> [Work to be completed]
Copy every line of the entries below, requests included, and shift each vertex coordinate in the answer outlines by adding -105 to it, leaving the numbers in the requests and format samples unchanged. Leave the pictures out of your copy.

> [Records for the exercise]
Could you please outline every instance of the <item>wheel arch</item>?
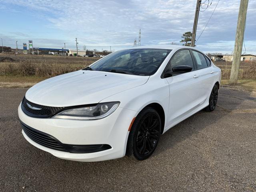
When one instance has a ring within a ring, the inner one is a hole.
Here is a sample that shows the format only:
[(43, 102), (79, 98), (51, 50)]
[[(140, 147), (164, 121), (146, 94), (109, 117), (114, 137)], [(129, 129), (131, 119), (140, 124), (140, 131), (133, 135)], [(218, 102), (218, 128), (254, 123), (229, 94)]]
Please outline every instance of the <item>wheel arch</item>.
[(215, 84), (214, 84), (214, 85), (215, 85), (215, 84), (218, 85), (218, 89), (220, 89), (220, 82), (218, 81), (217, 81), (215, 83)]
[(156, 110), (158, 113), (161, 120), (161, 134), (162, 134), (164, 132), (164, 124), (165, 122), (165, 114), (164, 113), (164, 110), (162, 106), (158, 103), (152, 103), (148, 104), (145, 106), (140, 111), (142, 111), (144, 109), (147, 107), (151, 107)]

> [Completed exercise]
Could you please outline every instance of the <item>wheel arch</item>?
When one instance has a ring within a ring, the inner one is a hole.
Here is a sample that shows the format only:
[(43, 102), (79, 98), (51, 50)]
[[(140, 147), (164, 121), (146, 94), (109, 117), (114, 137)], [(129, 129), (131, 119), (140, 124), (140, 131), (133, 135)], [(218, 102), (218, 128), (254, 123), (229, 94)]]
Please outline every instance of the <item>wheel arch</item>.
[(110, -21), (109, -21), (109, -20), (110, -20), (110, -21), (113, -20), (113, -16), (115, -16), (115, -23), (113, -24), (112, -24), (110, -22)]
[(51, 5), (53, 8), (56, 15), (56, 29), (57, 29), (59, 27), (59, 19), (60, 17), (60, 9), (59, 8), (59, 5), (57, 1), (53, -2), (47, -2), (43, -1), (40, 1), (35, 6), (37, 6), (39, 4), (42, 2), (46, 2)]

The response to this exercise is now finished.